SET TASK: Convert the records below into a two-column CSV with the header columns "request" and "points": one row per record, the record's full text in the first field and its answer in the second, each field enclosed in double quotes and with line breaks replaced by spaces. Omit the pictures.

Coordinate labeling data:
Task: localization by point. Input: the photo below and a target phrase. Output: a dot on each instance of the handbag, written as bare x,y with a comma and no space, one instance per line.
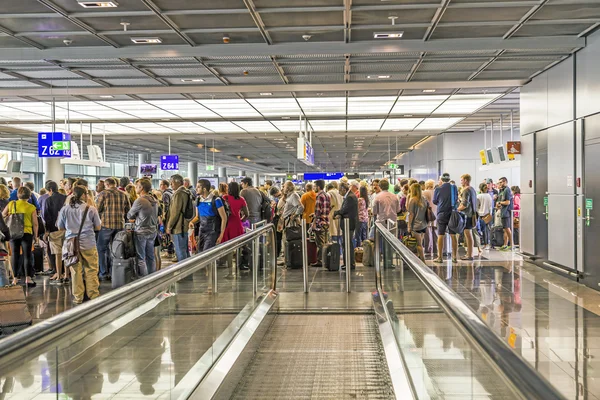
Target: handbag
71,249
16,223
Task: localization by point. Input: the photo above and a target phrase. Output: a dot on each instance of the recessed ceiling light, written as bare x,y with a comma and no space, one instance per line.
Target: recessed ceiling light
388,35
97,4
149,40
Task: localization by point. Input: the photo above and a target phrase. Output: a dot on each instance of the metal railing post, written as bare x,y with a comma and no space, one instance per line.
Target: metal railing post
215,280
255,262
304,257
348,256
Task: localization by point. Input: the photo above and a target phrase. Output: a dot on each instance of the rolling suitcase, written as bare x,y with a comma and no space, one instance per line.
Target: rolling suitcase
123,272
14,314
331,256
368,253
293,254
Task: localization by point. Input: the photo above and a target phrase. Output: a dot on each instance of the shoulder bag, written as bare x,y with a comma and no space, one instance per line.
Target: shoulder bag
71,249
16,223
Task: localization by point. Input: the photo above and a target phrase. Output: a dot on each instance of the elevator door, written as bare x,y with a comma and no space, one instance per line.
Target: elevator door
541,196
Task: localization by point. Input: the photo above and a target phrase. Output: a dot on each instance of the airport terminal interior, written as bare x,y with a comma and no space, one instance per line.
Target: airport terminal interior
299,199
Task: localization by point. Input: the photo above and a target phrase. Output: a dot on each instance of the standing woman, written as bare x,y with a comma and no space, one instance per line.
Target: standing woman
363,216
417,220
71,219
24,244
239,212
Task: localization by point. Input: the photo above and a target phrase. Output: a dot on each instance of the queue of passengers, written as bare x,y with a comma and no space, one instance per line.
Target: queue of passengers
166,218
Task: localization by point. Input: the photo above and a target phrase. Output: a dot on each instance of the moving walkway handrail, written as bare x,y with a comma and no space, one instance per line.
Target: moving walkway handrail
527,381
50,331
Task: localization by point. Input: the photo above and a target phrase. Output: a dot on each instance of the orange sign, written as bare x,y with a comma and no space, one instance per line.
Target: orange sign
513,147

FULL SOLUTION:
request,points
"Task: localization by point. Input: the photo below and a target phrase. Output: a dot on each instance of the handbag, written as bare x,y with a comma and no space, one instance per line. Target: handbag","71,249 16,223"
"Task: localization by point. Input: the photo above and a target phrase. Output: a dot on each instance of the recessed ceiling light, written as bare x,y with a comma and no space, one instance per line. Target: recessed ceiling light","388,35 97,4 149,40"
"Task: localization by point. Input: the photo above and a target phrase. Output: a dot on each instance of the metal railing post, written as bare x,y with a comma and no space, one instance per line. Target: metal railing post","215,280 255,262 304,257 348,256"
"Task: localization by point. Input: the photo above and a target phrase. Output: a dot on each instance of the rolling suitcase, written as bare x,y with a comma and no space, one instance per line. Target: rolling suitcase","123,272 14,314 331,256 368,253 293,254"
"Task: localization by point. Input: the photo above and a target phrase. Output: a dot on each instance of the shoulder bag, written as bare x,y with a comma and no space, one instance per line. Target: shoulder bag","71,249 16,223"
"Task: localization by point. Input: the photo above and a target phrase. Output: a dot on each instance of the elevator door, written as bare x,y with a comma and no space, one instance per line. Target: elevator door","541,196"
"Task: localization by point. Input: the photo above and a target phrase. Output: a dot on each instance of the airport terminal interior, written as bare x,y with a comma and no space, one instance per line. Target: airport terminal interior","299,199"
"Task: localization by point. Input: the photo above and a target phrase. Output: a dot on each instance of the standing woman, written as bare x,y with a comma and no space, one instance per line. Target: standing woman","363,216 417,220 71,219 24,244 239,212"
"Task: localization by point. Input: the photo above and a target phrase. Output: a dot on each instance of the queue of passengers, written as bare x,y with a comma and no space, one instance per line. Target: queue of passengers","166,218"
"Task: localization by point. Input: the photo above and a target phrase. Output: a dot on each instance of the moving walkway handrail, written as bare x,y with a comma and no space, one instance per line. Target: moving walkway handrail","527,381 50,331"
"Task: localization by point. Input: the photo above and a target phrase. Output: a dot on each instance of the orange sign, written as bare x,y with a comma and no space, one instance per line. Target: orange sign","513,147"